Objective:
Write out every entry word for word.

########

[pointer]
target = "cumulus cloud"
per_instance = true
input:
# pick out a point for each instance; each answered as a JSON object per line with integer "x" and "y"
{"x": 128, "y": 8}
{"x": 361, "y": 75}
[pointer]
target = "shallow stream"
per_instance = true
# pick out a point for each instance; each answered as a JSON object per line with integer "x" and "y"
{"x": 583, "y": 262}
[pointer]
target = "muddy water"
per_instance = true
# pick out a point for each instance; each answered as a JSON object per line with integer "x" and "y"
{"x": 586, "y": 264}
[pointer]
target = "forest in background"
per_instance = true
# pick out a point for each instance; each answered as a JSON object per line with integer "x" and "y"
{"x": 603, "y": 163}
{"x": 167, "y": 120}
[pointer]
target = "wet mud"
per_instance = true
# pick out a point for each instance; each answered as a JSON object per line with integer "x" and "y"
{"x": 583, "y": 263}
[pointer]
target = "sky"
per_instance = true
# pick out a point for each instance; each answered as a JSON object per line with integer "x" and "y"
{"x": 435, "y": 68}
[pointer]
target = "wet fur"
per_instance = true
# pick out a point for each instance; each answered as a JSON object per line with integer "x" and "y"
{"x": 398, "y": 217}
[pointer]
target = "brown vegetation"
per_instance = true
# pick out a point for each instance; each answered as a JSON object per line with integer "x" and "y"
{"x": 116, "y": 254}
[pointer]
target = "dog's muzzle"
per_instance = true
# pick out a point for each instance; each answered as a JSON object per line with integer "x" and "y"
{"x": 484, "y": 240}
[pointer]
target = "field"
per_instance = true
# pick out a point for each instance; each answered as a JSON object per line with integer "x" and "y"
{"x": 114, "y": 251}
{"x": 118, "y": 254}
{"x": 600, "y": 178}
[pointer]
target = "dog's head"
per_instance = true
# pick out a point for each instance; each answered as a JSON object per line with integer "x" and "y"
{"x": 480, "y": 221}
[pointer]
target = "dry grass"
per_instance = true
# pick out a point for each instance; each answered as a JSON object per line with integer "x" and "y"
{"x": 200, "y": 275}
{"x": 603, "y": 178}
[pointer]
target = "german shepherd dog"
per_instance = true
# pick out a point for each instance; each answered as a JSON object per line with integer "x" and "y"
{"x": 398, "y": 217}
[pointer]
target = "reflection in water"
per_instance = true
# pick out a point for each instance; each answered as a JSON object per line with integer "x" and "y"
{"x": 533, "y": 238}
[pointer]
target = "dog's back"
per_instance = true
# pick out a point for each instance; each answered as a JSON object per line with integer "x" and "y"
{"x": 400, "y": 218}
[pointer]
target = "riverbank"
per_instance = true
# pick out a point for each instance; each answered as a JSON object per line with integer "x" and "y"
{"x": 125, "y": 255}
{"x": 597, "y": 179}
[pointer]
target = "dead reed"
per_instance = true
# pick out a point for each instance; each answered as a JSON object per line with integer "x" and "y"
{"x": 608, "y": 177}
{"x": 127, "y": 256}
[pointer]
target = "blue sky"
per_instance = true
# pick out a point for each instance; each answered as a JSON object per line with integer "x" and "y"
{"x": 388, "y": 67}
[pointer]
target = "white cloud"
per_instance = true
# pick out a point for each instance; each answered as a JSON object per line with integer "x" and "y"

########

Completed exercise:
[pointer]
target = "cumulus cloud"
per_instance = true
input:
# pick out a point for each instance; each answered as a JSON object per line with integer "x" and "y"
{"x": 128, "y": 8}
{"x": 361, "y": 75}
[pointer]
target = "shallow stream"
per_instance = true
# pick out a point for each instance; each answered as a JSON object per line with integer "x" and "y"
{"x": 583, "y": 262}
[pointer]
target = "muddy water"
per_instance = true
# pick out a point for each instance; each answered as a JSON object per line with integer "x" and "y"
{"x": 586, "y": 264}
[pointer]
target = "forest in background"
per_instance = true
# pick out a point for each instance; each answered as a JSON object per line with integer "x" and "y"
{"x": 603, "y": 163}
{"x": 167, "y": 120}
[pointer]
target = "wet mud"
per_instance = true
# pick out a point for each instance; each answered as a JSON object per line with integer "x" and "y"
{"x": 583, "y": 263}
[pointer]
target = "sky"
per_instance = true
# pick out a point for each instance; each answered as a JSON object per line with integer "x" and "y"
{"x": 435, "y": 68}
[pointer]
target = "wet fur"
per_instance = true
# pick out a point for each instance; each answered as a JSON object per line with integer "x" and "y"
{"x": 398, "y": 217}
[pointer]
target = "brown vegetation"
per_instance = true
# pick out a point for each instance; each answered as a JSON object per line with integer "x" and "y"
{"x": 116, "y": 254}
[pointer]
target = "dog's muzzle"
per_instance = true
# pick out a point for each instance; each answered as a JSON object per line with integer "x" and "y"
{"x": 484, "y": 240}
[pointer]
target = "field"
per_instance = true
# pick out a point for each instance; each answered as a JSON object per line with integer "x" and "y"
{"x": 114, "y": 251}
{"x": 118, "y": 254}
{"x": 600, "y": 178}
[pointer]
target = "dog's head"
per_instance = true
# pick out a point for each instance; each answered as a JSON object per line with integer "x" and "y"
{"x": 480, "y": 221}
[pointer]
target = "dry grass"
per_instance = true
# pick out a point for each instance; each answered as a JSON object per line with integer "x" and "y"
{"x": 200, "y": 275}
{"x": 603, "y": 178}
[pointer]
target = "german shepherd dog"
per_instance = true
# pick out a point for each instance; each answered as a JSON object per line with integer "x" and "y"
{"x": 398, "y": 217}
[pointer]
target = "reflection in water"
per_instance = true
# pick out a point for each instance; each answered as a JSON object per line with integer "x" and "y"
{"x": 533, "y": 238}
[pointer]
target = "dog's back"
per_instance = true
# pick out a point for each instance; each answered as a JSON object per line with integer "x" and "y"
{"x": 400, "y": 218}
[pointer]
target = "riverbank"
per_instance = true
# pick out a point for each instance; each answered as a JSON object per line with integer "x" and "y"
{"x": 125, "y": 255}
{"x": 597, "y": 179}
[pointer]
target = "dead reed"
per_instance = true
# pick out a point for each instance; each answered as a JSON object per line with integer "x" and "y"
{"x": 608, "y": 177}
{"x": 127, "y": 256}
[pointer]
target = "blue sky"
per_instance = true
# pick out a point for each instance; each answered as a JSON object per line with integer "x" and "y"
{"x": 388, "y": 67}
[pointer]
target = "white cloud"
per_instance = true
# pick out a point for each instance; each answered as a JSON object per line with integer "x" and "y"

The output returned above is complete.